Leestekst ▸
Vroeger in de analoge tijd werden kleuren en contrast van foto’s bepaald door de keuze van het rolletje en het ontwikkelproces in de doka. Afhankelijk van persoonlijke smaak en de aard van het onderwerp koos je voor Kodak, Agfa, Ilford of Fuji. In het digitale tijdperk is het fotorolletje vervangen door een sensor en cameraprofiel en hoor je vaak dat fotografen gecharmeerd zijn van ‘de Canon-kleuren’: relatief warme, verzadigde kleuren en iets verhoogd contrast. Wat betekent dit nu eigenlijk en welke factoren zijn van invloed?
.
Referentie beeldscherm en printer Als je heel specifiek met kleuren bezig bent, dan is het van groot belang dat je een goede referentie hebt. Dat begint met een goed computerbeeldscherm dat gekalibreerd is op kleuren, helderheid en contrast (klik hier). Zo weet je dat je niet met een ‘roze bril’ naar je foto’s zit te kijken. Daarnaast is het belangrijk dat de kleuren van je beeldscherm in grote mate overeenkomen met je publicatiemedia: je eigen printer, een vaste printcentrale of externe beeldschermen (telefoon, tablet, laptop, desktop). Het vergelijken van je beeldscherm met een fotoafdruk kun je eenvoudig doen door de print bij je beeldscherm te houden, waarbij je eigenlijk onder 5000K moet kijken en ook het verschil moet beseffen tussen uitstralend licht (beeldscherm) en opvallend licht (print). Hoe je foto’s er op het beeldscherm van je publiek op Facebook of website eruit zullen zien, is afhankelijk van de browser en het kijk-apparaat van dat publiek. Je kunt voor jezelf een iPad als algemene beeldschermreferentie gebruiken. Over het algemeen worden kleuren en contrast daarop goed weergegeven. |
Kleurfactoren
De kleuren van een digitale opname worden door veel factoren beïnvloed. We zullen ze hier niet allemaal diepgaand behandelen, maar toch wel de belangrijkste kleuraspecten kort benoemen.

Opdrachten ▸
1: Welk apparaat kun je volgens de tekst over kleuren in digitale fotografie voor jezelf gebruiken als algemene beeldschermreferentie?
2: Zet de tekst over kleuren in digitale fotografie voort, aansluitend op de laatste zin.

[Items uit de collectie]
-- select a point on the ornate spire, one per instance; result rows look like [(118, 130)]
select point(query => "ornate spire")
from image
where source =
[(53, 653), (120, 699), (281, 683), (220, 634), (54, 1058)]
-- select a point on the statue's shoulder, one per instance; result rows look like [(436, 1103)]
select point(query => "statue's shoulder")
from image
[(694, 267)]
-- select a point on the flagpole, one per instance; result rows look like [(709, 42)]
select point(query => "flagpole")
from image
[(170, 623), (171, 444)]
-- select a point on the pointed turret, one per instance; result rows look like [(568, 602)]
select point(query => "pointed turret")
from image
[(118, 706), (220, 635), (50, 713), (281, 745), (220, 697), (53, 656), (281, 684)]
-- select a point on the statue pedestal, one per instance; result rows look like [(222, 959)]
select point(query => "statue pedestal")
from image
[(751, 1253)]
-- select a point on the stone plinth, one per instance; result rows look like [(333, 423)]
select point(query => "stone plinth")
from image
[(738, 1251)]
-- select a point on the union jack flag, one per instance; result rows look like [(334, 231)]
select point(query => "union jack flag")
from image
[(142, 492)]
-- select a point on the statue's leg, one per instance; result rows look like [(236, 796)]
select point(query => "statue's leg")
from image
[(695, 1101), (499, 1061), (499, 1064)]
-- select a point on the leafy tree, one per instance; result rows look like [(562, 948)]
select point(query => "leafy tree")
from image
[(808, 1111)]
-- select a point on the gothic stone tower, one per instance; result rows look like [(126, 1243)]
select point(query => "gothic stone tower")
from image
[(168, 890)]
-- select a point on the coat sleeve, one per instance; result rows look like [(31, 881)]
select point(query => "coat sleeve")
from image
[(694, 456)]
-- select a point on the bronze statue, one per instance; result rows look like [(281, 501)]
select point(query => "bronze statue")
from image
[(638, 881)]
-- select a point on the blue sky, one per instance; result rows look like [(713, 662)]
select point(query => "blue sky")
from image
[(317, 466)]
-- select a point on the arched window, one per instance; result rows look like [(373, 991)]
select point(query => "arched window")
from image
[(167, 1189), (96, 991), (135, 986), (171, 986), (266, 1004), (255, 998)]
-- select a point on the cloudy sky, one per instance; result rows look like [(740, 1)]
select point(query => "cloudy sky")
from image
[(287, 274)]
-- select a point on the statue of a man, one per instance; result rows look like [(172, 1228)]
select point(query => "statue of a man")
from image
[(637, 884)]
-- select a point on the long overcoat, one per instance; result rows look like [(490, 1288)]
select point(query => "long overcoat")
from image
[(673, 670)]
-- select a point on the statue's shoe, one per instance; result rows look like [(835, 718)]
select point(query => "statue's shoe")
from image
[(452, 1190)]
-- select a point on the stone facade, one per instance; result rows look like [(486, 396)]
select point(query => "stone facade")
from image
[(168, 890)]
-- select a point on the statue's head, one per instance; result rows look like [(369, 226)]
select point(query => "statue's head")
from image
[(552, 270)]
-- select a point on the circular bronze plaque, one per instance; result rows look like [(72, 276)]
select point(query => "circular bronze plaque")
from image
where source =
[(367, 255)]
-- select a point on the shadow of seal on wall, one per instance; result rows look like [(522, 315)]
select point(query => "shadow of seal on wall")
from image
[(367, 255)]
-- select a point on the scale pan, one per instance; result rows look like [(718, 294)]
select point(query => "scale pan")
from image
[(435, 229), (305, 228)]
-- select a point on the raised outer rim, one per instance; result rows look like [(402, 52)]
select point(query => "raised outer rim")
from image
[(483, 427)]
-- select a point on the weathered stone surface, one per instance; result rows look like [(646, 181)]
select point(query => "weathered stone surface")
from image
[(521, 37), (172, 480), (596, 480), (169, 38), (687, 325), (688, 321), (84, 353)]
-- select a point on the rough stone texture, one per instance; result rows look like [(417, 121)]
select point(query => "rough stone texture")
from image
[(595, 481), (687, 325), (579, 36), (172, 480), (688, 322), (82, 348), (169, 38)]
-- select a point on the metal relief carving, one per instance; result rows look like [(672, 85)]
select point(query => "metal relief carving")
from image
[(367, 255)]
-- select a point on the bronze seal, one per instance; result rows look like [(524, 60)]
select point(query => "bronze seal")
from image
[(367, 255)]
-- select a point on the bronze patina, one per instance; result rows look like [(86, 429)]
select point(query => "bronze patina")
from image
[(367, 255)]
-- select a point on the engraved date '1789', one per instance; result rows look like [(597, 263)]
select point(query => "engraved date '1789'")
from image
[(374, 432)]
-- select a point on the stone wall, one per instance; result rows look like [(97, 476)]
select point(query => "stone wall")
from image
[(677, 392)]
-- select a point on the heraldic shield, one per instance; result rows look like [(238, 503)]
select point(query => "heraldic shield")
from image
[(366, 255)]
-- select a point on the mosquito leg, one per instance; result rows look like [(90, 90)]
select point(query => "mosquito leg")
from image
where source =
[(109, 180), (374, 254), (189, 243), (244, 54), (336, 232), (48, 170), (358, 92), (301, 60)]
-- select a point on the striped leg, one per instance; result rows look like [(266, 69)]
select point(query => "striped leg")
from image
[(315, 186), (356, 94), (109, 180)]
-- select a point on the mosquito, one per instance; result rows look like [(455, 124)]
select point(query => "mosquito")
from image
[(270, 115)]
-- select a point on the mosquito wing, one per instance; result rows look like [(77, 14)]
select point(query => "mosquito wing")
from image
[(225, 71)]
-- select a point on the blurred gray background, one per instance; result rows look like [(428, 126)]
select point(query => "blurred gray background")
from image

Antwoorden bij opdrachten ▸
1: Een iPad.

2:
- Merk en model camera
- Witbalans
- Beeldstijl (cameraprofiel)
- Kleurruimte (sRGB of aRGB)
- Spectrum van het licht
- JPEG of RAW
- RAW-conversie (DPP of LR)
- Lightroom (Adobe, Preset of ColorChecker)
• Merk en model camera
Elke sensor heeft zijn eigen kleurkarakteristieken en dus zijn er (grote) kleurverschillen mogelijk tussen de verschillende merken, maar ook tussen verschillende modellen van hetzelfde merk, al zullen die heel klein zijn. Zelfs de optiek in een lens kan invloed hebben op kleur en contrast. Zie ook Beeldstijl.
• Witbalans
Hoe de kleuren van een foto zullen zijn, zal zeker afhankelijk zijn van de kleurtemperatuur van het licht en de witbalans die tijdens de opname wordt gebruikt. Een handmatige witbalans kan hierbij goede diensten bewijzen, mits de kleurtemperatuur van het aanwezige licht niet wijzigt in plaats of tijd. Zie ook RAW.
• Beeldstijl (cameraprofiel)
De reden dat een foto uit RGB-pixels bestaat is omdat alle meetwaarden van de sensor met behulp van een zogeheten cameraprofiel vertaald worden naar de gewenste kleuren (klik hier). Zo’n cameraprofiel wordt op een EOS-camera Beeldstijl genoemd en de beeldstijl Standaard is de default voor de zogeheten ‘Canon-kleuren’. De keuze van de beeldstijl bepaalt wat je bij terugkijken van een foto op het lcd-scherm van de camera ziet en hoe de kleuren en contrast zijn in Photoshop als je in JPEG fotografeert. Zie ook RAW-conversie.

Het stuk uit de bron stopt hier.